O que fazer:
Com base no trecho sobre Nietzsche, responda:
1. Segundo o trecho, Nietzsche poderia ser atraído para o passado ou pelo passado?
2. Que tipo de filosofia o trecho atribui a Nietzsche?
3. Com qual corrente do socialismo a filosofia de Nietzsche tem mais contatos, segundo o trecho?

Trecho fornecido:
● ● ● ● ● ● ●
O que pode nos interessar mais, todavia, é para onde nos leva essa concepção. É uma reação como sugerem alguns, visando salvar consigo tôda a burguesia: é um retôrno ao passado, à aristocracia; ou é uma superação do próprio momento histórico? É óbvio que parcialmente Nietzsche revela tôdas essas três tendências e por isso tem sido aproveitado, mais ou menos excusamente, por Abel e por Caim. Nietzsche, contudo, não poderia ser atraído para o passado, mas pelo passado. Essa distinção é importante: sua aristocracia não significa, profundamente, retôrno; essa confusão dos autores modernos, baseados em sua lei de recorrência, é lamentável. Nietzsche não queria voltar ao passado, pois sua filosofia é uma filosofia dinâmica. Isto compromete até certo ponto a idéia de que sua filosofia pode ser uma filosofia reacionária, também, feita em favor da burguesia. De fato, suas idéias principais aproveitaram a burguesia, pelo menos aparentemente: porque uma reorganização da sociedade com bases em "elites" favoreceria sobretudo a classe dominante, e porque poderia levá-la a uma redefinição de valores que, por sua vez, poderia modificar o processo social novamente em seu benefício. Êsse, porém, é um argumento frívolo que nem ser lembrado mereceria: há quem possa supor que a burguesia, supondo isso socialmente possível, poderia aceitar todo um novo sistema de valores, arriscando-se a perder o prestígio que os seus próprios valores, sejam quais forem os seus defeitos, asseguram-lhe e apressar contra si mesmo o processo social? A hipótese de que Nietzsche tivesse essa pretensão nem pode ser lembrada: êle não quer salvar a burguesia - antes, procura apressar a sua ruína. Ela significa a maior garantia dos valores que repugnam a Nietzsche: a sorte de ambos é inseparável.

Do mesmo modo que é antiburguês, Nietzsche é anti-socialista, afirmando isto várias vêzes. Apesar de tudo, sua filosofia tem mais contatos com êste último - o socialismo - principalmente com aquela corrente que deriva diretamente de Marx e Engels. A luta do proletariado com a burguesia significa que a antinomia do senhor e do escravo, para que Hegel chamou pela primeira vez a atenção, repete-se historicamente. O senhor vem a depender do escravo e êste desenvolve ràpidamente uma mentalidade de senhor - com as vantagens de ser mais realista e mais prático. E luta para conseguir os privilégios daquele. Não há, pois, um abismo, entre o marxismo e Nietzsche, por exemplo; nem quanto à visão dinâmica e dramática da vida, e nem mesmo quanto à necessidade da violência e da ética do "viver em perigo". Em compensação, a distância entre Nietzsche e outras formas do socialismo, principalmente as correntes conciliatórias, é incomensurável, ou seja, aproximadamente a mesma que o separa da democracia.
● ● ● ● ● ● ●
Linhas de dados:
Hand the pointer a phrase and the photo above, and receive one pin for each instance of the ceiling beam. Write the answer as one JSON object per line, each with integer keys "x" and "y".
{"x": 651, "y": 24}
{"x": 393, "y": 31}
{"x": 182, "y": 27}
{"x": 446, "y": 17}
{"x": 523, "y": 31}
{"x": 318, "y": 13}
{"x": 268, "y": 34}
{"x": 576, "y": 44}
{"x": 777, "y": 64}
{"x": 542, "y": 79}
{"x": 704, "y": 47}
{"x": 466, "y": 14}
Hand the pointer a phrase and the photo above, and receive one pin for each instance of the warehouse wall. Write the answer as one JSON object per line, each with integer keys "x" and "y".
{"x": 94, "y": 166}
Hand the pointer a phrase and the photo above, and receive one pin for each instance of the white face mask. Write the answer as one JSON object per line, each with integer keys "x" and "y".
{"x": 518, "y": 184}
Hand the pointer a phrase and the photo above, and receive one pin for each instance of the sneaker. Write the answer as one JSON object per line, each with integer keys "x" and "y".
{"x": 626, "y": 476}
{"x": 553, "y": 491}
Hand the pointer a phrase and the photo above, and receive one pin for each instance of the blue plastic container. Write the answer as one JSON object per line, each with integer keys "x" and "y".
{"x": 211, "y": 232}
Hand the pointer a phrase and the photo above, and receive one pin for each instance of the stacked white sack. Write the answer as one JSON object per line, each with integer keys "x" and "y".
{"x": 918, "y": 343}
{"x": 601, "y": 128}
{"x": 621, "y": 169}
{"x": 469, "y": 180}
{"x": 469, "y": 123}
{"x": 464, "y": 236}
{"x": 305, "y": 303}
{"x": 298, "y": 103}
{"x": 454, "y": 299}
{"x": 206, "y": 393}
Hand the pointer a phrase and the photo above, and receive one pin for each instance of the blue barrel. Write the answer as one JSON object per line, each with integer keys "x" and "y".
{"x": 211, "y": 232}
● ● ● ● ● ● ●
Em resposta:
1. Nietzsche poderia ser atraído pelo passado, e não para o passado.
2. O trecho afirma que a filosofia de Nietzsche é uma filosofia dinâmica.
3. A filosofia de Nietzsche tem mais contatos com a corrente que deriva diretamente de Marx e Engels.